### GIVEN PROBLEM
Update the data from its first line through the line containing "x=813, y=489", inclusive, replacing every "Drop" with "Place" and leaving all else unchanged. Return only those lines.
** Begin **
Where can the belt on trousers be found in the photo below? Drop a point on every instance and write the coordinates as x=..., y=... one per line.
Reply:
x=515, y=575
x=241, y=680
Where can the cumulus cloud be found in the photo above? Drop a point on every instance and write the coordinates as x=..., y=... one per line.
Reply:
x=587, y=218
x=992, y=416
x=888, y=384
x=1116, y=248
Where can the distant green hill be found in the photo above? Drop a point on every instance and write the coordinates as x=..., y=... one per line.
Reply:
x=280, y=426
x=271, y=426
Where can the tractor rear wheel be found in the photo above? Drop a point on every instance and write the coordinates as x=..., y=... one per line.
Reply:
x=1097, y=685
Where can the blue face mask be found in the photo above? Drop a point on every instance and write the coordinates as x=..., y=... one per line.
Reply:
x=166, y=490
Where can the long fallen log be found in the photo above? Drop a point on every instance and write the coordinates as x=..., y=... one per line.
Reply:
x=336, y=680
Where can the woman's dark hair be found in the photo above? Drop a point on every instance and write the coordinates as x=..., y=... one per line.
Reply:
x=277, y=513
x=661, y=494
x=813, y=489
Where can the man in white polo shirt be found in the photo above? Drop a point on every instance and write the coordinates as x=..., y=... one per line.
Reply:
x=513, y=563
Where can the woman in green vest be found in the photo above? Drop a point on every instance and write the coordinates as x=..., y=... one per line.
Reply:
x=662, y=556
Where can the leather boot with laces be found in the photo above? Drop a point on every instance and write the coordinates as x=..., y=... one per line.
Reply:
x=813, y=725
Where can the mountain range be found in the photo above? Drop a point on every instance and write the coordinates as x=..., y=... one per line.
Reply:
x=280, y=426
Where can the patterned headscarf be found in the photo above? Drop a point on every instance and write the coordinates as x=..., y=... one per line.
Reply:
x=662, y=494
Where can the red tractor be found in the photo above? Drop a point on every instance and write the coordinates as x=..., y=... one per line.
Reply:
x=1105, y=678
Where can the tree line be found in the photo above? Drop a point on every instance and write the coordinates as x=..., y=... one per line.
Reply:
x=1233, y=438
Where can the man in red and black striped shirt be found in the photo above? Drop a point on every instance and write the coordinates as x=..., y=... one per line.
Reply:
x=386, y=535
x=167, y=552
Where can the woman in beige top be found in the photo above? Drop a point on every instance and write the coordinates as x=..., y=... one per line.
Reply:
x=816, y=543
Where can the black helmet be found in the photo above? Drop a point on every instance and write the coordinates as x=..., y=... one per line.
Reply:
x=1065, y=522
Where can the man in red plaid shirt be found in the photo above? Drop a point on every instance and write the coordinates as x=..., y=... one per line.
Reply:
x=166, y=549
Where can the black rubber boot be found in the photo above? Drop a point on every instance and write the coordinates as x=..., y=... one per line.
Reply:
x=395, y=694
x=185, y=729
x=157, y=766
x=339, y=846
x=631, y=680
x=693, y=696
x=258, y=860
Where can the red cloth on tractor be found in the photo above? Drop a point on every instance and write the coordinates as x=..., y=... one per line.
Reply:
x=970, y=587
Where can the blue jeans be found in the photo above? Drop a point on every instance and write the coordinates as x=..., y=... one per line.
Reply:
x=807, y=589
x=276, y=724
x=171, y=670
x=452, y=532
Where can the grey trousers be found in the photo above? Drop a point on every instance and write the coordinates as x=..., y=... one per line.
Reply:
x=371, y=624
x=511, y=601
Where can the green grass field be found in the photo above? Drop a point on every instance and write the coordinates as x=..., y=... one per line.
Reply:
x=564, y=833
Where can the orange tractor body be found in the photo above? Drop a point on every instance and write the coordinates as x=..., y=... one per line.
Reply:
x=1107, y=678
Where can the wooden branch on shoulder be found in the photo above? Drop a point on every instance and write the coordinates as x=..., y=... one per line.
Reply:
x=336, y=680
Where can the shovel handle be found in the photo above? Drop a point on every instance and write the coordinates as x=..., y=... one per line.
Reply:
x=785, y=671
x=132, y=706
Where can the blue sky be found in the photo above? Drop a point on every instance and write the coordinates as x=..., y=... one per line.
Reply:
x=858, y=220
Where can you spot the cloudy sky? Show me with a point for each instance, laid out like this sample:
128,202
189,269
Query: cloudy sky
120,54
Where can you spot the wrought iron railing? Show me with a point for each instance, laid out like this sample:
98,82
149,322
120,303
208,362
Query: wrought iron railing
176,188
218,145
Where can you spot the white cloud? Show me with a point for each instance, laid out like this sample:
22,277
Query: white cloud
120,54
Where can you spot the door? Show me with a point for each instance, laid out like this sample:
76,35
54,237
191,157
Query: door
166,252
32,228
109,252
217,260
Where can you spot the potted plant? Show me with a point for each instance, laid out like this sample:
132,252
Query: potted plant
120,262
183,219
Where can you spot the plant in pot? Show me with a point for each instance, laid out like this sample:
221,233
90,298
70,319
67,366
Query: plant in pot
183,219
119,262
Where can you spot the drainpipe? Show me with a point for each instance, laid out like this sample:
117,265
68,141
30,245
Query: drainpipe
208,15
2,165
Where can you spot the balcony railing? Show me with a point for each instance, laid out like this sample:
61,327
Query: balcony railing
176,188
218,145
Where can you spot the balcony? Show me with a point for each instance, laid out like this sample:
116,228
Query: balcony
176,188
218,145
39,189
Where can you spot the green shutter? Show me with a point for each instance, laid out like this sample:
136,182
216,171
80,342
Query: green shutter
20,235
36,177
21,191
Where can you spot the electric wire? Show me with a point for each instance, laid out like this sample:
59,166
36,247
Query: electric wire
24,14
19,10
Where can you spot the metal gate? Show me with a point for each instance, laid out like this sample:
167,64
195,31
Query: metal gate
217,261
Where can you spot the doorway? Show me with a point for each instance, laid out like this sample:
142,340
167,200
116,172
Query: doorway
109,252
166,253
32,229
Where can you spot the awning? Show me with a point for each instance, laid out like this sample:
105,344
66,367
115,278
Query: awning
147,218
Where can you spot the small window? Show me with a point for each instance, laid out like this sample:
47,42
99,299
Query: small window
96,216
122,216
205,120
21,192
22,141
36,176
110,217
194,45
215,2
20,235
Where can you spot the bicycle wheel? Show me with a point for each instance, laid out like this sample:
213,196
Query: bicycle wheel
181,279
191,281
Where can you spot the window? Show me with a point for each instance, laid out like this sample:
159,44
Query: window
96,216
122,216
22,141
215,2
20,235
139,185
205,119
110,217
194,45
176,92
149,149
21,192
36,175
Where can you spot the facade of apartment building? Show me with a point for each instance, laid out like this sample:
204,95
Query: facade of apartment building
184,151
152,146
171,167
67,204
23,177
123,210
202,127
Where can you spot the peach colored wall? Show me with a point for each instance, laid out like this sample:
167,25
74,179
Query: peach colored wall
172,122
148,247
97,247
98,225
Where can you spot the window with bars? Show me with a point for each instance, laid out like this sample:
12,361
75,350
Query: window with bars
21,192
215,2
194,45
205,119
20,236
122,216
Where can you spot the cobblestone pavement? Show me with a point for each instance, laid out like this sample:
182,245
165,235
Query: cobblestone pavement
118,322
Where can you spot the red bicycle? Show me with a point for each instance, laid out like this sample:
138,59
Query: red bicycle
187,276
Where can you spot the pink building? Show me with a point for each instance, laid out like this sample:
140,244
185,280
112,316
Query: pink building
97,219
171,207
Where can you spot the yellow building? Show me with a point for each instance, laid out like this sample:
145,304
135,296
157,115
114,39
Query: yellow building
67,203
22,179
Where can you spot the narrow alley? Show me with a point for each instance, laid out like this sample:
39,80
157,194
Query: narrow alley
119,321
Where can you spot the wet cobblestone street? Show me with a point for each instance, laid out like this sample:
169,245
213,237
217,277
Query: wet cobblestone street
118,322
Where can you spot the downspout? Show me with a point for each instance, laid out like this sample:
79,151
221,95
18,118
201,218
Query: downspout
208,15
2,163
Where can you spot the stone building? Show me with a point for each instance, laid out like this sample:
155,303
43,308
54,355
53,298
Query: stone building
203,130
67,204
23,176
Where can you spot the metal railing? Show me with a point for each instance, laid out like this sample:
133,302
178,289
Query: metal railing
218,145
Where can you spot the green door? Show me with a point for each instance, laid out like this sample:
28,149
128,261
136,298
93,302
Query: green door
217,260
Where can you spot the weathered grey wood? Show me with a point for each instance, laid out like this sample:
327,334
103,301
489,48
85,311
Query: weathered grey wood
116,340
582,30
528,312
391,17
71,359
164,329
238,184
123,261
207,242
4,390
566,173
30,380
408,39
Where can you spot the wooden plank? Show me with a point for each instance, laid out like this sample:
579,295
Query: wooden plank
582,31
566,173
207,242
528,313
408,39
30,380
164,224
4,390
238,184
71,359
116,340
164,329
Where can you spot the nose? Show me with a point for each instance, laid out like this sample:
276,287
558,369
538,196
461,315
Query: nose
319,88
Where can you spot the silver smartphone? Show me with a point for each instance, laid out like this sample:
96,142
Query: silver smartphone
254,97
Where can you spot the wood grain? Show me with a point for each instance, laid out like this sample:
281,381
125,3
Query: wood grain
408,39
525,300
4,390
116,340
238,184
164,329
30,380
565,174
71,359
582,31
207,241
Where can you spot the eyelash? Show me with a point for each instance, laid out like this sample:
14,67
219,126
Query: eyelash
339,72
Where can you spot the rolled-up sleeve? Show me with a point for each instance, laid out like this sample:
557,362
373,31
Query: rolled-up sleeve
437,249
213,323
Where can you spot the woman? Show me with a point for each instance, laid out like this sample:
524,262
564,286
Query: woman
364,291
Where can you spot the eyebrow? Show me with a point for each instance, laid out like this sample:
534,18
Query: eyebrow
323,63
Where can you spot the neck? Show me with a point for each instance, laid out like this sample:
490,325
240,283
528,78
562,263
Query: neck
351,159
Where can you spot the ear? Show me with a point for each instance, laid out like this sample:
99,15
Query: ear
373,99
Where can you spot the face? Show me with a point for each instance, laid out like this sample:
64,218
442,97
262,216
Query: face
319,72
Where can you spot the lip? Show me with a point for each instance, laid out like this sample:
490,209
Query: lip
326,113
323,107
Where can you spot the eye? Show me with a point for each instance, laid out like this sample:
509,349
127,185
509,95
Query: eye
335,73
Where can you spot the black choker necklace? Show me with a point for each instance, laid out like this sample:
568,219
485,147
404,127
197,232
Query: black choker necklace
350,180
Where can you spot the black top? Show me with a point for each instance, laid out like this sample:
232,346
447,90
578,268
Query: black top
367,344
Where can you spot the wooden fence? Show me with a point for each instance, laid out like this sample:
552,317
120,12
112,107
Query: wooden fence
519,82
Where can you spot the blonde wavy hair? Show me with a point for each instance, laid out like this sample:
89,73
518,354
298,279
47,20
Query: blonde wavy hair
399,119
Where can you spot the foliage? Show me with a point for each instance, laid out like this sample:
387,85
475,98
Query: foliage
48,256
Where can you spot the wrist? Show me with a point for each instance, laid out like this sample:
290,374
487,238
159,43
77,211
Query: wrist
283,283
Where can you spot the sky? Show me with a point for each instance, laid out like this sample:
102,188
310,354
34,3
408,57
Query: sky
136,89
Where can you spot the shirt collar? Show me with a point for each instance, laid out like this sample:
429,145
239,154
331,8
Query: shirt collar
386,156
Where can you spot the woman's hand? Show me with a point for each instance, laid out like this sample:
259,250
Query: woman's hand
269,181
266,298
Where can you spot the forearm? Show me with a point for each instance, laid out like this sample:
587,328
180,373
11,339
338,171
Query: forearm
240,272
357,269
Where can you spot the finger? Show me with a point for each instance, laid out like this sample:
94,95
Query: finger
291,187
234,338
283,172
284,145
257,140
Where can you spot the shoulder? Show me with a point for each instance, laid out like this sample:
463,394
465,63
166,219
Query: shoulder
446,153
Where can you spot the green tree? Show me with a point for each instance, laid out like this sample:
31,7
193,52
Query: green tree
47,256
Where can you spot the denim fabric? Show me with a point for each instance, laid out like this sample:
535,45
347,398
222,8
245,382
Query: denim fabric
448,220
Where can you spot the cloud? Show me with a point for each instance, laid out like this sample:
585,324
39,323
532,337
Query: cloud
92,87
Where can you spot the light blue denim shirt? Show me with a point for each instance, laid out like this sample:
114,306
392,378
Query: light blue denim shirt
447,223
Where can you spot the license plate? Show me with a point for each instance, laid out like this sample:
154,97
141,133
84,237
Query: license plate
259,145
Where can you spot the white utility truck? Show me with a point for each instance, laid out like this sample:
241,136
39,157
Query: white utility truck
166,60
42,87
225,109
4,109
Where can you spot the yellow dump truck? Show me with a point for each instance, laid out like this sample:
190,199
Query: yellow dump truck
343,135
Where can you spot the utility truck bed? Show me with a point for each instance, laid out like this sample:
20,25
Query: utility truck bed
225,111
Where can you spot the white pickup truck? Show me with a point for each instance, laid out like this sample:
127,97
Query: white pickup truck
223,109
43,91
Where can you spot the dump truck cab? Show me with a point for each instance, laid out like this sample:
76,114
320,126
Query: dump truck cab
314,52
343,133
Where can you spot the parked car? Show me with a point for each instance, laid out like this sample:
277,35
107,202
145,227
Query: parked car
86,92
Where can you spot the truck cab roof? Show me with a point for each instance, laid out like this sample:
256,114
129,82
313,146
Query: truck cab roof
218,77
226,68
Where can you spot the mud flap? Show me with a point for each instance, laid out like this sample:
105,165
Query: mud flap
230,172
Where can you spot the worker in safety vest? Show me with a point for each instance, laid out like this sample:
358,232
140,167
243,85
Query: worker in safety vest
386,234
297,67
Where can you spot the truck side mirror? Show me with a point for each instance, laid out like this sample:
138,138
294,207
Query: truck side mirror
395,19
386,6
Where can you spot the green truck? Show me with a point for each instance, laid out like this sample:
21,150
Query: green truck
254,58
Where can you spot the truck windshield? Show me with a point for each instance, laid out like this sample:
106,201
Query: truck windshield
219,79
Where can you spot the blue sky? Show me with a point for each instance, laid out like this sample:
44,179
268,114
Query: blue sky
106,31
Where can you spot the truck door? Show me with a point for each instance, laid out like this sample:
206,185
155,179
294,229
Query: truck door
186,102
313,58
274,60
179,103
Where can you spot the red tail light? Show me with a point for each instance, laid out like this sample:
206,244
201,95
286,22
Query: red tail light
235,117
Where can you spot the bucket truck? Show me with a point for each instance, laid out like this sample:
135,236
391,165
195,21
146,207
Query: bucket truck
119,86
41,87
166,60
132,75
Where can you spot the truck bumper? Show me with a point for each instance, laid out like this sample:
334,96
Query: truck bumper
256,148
** End **
### EXERCISE RESULT
Where can the belt on trousers be found in the photo below? Place a point on every instance and write the coordinates as x=..., y=... one per line.
Reply:
x=515, y=575
x=241, y=680
Where can the cumulus cloud be found in the photo above? Place a point on every instance and write the coordinates as x=..., y=... one per line.
Reply:
x=587, y=218
x=992, y=416
x=888, y=384
x=1116, y=248
Where can the distant green hill be found in the photo above? Place a point on every instance and write the coordinates as x=..., y=... one per line.
Reply:
x=280, y=426
x=271, y=426
Where can the tractor rear wheel be found in the photo above? Place a point on every instance and write the coordinates as x=..., y=... one per line.
Reply:
x=1097, y=685
Where can the blue face mask be found in the photo above? Place a point on every instance and write the coordinates as x=..., y=... one per line.
Reply:
x=166, y=490
Where can the long fallen log be found in the photo above? Place a point on every instance and write the coordinates as x=..., y=... one per line.
Reply:
x=336, y=680
Where can the woman's dark hair be found in the photo above? Place a point on every instance and write the coordinates as x=..., y=... one per line.
Reply:
x=277, y=513
x=661, y=494
x=813, y=489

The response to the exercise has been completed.